The data:
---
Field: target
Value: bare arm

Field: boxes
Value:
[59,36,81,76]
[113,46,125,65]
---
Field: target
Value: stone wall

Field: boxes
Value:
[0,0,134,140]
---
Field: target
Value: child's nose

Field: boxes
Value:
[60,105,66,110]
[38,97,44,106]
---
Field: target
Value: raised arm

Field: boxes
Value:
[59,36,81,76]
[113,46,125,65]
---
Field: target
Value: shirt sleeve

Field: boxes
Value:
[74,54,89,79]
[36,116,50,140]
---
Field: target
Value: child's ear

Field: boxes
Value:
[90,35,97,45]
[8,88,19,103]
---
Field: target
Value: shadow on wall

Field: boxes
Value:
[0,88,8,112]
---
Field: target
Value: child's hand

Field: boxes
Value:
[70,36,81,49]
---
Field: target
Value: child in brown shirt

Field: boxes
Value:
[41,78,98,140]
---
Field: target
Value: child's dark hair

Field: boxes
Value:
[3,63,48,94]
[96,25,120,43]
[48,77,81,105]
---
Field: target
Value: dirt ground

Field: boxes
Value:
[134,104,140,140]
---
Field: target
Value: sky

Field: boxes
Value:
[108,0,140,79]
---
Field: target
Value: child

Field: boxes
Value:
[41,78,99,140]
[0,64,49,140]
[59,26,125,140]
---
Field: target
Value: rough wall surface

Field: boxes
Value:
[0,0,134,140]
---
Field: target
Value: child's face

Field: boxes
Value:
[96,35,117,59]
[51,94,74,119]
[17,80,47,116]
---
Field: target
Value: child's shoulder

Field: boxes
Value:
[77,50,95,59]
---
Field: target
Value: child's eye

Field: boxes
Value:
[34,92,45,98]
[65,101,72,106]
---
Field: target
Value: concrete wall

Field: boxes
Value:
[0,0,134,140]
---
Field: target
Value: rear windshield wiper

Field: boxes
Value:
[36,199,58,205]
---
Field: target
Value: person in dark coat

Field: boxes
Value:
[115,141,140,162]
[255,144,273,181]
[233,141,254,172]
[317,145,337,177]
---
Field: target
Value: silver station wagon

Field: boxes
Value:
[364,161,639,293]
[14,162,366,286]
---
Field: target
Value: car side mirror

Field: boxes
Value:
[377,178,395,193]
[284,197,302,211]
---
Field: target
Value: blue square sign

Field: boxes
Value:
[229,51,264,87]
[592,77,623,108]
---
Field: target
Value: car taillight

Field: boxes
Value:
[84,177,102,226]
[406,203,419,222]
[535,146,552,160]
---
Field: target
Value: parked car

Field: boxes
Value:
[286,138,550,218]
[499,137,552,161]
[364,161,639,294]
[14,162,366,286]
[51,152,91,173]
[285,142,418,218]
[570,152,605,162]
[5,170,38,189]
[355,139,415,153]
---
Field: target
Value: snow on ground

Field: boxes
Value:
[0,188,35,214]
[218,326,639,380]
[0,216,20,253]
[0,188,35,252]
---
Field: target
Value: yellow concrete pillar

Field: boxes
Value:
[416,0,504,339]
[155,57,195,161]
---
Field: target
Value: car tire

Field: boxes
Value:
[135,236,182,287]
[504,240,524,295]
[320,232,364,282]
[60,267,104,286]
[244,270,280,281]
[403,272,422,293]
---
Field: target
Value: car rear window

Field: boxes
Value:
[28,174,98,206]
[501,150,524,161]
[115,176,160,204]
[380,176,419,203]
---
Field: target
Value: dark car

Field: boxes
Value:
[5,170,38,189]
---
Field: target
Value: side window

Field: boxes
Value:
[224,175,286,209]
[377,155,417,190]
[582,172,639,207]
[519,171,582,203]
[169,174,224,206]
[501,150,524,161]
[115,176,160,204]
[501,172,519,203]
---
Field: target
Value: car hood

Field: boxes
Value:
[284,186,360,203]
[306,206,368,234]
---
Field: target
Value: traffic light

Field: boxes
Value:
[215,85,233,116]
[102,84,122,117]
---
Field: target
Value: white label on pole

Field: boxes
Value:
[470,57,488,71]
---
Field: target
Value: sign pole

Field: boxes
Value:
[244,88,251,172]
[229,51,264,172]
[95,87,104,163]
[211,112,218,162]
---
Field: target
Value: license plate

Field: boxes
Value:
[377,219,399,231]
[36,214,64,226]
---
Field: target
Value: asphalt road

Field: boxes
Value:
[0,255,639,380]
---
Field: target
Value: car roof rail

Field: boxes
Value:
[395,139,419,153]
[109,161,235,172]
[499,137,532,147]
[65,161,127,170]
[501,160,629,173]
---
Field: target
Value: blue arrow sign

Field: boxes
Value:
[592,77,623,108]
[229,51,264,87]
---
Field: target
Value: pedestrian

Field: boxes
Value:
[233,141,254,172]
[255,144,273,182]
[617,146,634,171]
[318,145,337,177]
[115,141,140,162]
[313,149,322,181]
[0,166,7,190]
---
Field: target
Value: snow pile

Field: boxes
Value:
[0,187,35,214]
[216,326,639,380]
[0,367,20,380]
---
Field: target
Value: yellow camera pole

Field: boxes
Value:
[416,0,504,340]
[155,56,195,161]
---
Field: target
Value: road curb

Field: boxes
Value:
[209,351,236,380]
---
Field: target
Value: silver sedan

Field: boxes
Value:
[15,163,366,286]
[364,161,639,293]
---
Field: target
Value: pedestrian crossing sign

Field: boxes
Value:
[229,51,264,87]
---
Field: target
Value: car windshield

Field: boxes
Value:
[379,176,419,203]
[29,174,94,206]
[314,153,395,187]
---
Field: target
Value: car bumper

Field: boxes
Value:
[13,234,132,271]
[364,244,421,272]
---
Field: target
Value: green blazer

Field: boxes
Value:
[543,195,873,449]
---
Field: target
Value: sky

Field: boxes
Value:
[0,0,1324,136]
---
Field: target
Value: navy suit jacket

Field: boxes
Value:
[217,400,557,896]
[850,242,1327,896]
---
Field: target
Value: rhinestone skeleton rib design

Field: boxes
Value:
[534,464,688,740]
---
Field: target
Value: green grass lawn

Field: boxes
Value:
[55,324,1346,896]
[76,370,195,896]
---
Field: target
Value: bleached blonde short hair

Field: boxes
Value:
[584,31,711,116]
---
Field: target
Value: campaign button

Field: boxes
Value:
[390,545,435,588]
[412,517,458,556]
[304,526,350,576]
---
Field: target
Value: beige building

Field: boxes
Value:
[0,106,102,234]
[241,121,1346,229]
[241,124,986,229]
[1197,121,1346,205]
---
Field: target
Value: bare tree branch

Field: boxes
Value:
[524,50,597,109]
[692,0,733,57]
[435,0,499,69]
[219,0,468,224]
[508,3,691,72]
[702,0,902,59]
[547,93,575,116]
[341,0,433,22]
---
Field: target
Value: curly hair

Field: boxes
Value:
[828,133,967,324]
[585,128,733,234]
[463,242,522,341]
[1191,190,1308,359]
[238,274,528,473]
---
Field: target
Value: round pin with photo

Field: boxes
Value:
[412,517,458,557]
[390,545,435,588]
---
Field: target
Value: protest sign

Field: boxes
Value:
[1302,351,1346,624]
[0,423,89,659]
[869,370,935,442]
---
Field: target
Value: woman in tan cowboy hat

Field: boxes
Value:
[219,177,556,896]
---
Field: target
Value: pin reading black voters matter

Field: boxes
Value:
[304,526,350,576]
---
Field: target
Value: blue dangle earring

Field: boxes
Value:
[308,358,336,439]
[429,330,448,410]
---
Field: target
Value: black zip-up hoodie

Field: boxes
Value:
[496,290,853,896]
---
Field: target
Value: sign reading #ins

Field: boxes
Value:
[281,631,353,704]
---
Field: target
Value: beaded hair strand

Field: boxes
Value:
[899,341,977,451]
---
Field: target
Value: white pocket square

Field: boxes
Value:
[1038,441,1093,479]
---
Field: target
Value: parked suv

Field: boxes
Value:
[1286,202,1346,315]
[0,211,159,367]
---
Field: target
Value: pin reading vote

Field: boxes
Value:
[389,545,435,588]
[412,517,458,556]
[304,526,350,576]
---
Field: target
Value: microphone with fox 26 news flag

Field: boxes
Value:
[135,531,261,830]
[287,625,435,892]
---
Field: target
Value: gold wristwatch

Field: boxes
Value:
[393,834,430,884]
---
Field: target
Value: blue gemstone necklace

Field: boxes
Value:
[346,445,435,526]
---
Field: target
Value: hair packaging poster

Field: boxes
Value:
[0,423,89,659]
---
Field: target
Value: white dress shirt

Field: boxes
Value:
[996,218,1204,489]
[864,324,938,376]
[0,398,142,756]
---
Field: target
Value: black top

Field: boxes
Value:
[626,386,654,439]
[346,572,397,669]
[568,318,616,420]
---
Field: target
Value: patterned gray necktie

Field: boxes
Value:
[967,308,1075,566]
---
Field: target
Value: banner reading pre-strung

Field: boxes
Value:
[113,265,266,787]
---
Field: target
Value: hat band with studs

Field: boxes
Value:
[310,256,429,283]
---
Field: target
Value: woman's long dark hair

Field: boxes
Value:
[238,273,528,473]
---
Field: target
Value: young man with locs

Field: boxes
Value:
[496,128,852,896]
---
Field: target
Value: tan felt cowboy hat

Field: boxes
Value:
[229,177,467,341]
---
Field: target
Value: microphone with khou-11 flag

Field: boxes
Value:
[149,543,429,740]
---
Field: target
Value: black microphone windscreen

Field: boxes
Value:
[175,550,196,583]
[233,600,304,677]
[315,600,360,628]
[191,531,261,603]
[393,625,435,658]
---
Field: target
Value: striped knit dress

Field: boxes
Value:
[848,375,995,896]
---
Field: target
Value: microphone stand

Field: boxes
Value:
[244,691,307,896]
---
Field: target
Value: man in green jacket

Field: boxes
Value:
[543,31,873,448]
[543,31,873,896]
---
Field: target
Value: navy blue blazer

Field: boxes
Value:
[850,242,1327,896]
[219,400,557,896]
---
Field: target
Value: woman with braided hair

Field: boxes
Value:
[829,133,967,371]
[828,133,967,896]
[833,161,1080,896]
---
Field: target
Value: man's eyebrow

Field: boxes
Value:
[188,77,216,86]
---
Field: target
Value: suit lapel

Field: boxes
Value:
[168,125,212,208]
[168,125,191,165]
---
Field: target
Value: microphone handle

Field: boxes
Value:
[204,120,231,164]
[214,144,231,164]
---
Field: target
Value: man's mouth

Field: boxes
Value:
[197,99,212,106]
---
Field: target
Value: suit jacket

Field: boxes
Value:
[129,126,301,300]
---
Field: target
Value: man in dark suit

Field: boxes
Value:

Aim:
Pull out every line of the listing above that contains the word "pole".

Task response:
Value: white label on pole
Value: sign pole
Value: yellow camera pole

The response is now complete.